═══ Source passage ═══

I got some great answers,
- Listen to your kids, but don’t listen to their words. Instead, learn what they need by how they act and respond to you.
- You better have a good reason to say NO. Because if you don’t, then you can say YES.
- Say what you mean, mean what you say.
I love seeing that parents I know are attentive, realistic and let their kids make choices so they can learn from them. Anyone of these pieces of advice could easily be one of the best pieces of parenting advice I’ve ever received. In fact, I may steal them…I mean recycle.
For my family the best parenting advice I ever received was, “Enjoy your kids where they are at.” When I first got this advice during my wife’s pregnancy it really did not make a lot of sense to me. Then my little baby girl began to grow, become more independent, became at times purposely defiant, basically she changed. I don’t sing to her the same songs now that I did when she was two. And, I’m never going to get that back, no matter how I try. At this point I have pictures, videos and at time hazy memories but that little girl is never coming back. She will never need me to carry her around, she will never coo at the simplest things again, she will never again be completely dependent on her mother and me. Luckily, since I was given this piece of advice, I made sure to enjoy my little girl as a newborn, age 2, age 5, today and hopefully tomorrow.
When our second child came, we were really aware of enjoy them where they are at. But will still have to remind ourselves to follow this advice. With a second child and knowing what is to come, often we project him to where he will be and not where he is at. Sometimes I ask, how much easier will life without (cups, diapers, strollers and etc) be? In the end, I have to remember to not run past one time of his life into the next. I need to enjoy him where he is at. Today is not going to get a repeat in the future.

═══

_Tasks to carry out_:
- a) Return the part of the parenting advice post between "I got some great" and "can say YES.", inclusive, copied word for word.
- b) Resume the parenting advice post from where it stops.

═══ Data shown ═══

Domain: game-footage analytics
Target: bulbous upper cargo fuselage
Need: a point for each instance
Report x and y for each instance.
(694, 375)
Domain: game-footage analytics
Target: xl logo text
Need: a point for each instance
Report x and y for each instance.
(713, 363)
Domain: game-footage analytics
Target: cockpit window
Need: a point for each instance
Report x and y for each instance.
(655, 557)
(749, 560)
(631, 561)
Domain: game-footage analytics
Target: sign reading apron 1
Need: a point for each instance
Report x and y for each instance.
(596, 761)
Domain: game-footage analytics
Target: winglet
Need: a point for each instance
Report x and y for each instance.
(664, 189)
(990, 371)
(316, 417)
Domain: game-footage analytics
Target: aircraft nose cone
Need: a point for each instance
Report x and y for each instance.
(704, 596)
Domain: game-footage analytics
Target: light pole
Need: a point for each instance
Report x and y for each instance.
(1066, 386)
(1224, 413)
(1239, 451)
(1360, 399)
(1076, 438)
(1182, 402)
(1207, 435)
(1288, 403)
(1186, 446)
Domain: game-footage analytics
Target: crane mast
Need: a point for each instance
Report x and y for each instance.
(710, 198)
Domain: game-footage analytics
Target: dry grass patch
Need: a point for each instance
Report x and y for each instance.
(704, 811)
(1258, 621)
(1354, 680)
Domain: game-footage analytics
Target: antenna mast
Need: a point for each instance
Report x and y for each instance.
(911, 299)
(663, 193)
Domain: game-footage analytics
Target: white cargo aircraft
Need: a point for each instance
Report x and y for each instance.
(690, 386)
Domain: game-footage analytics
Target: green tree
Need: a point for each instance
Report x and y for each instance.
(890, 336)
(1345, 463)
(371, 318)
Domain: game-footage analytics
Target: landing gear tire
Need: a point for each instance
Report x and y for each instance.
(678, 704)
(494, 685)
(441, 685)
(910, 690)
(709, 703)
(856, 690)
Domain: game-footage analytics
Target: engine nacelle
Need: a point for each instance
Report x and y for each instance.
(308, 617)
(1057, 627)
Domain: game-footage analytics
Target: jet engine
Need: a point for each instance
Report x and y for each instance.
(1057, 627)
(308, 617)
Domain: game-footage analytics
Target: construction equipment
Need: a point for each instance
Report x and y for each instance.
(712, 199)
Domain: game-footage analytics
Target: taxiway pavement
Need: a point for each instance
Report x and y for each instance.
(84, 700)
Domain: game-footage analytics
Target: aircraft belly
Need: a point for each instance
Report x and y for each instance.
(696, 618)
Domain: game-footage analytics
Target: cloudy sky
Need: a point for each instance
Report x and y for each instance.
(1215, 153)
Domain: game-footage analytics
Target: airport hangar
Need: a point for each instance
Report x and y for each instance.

═══

_Outputs for the tasks_:
- a)
I got some great answers,
- Listen to your kids, but don’t listen to their words. Instead, learn what they need by how they act and respond to you.
- You better have a good reason to say NO. Because if you don’t, then you can say YES.

- b)
In 1965, the band The Byrds reminded us of the fact that things change in their song “Turn, Turn, Turn” and that there is a season for all things. Or actually, this advice can be found in the book of Ecclesiastes in the Bible. “The teacher, son of David, king in Jerusalem,” in this wisdom book doesn’t mince words and brings forth some hard realities. The fact that things change is somewhat the teacher makes very clear.
“There is a time for everything,
and a season for every activity under heaven:
a time to be born and a time to die,
a time to plant and a time to uproot,
a time to kill and a time to heal,
a time to tear down and a time to build,
a time to weep and a time to laugh,
a time to mourn and a time to dance,
a time to scatter stones and a time to gather them,
a time to embrace and a time to refrain,
a time to search and a time to give up,
a time to keep and a time to throw away,
a time to tear and a time to mend,
a time to be silent and a time to speak,
a time to love and a time to hate,
a time for war and a time for peace (NIV, Ecc 3:1-8)”.
Please allow me to rephrase the teacher for today’s parents.
There is a time for diapers and a time for undies.
There is a time for bottles and a time for silverware.
There is a time for dependence and a time for independence.
There is a time for VeggieTales and a time for Star Wars (disclaimer, it is possible to make these occur in the same season.)
There is a time for every stage of your child’s development from birth until they move out.
So, make sure to enjoy them where they are at. Tasks and errands will probably wait, your kids will not.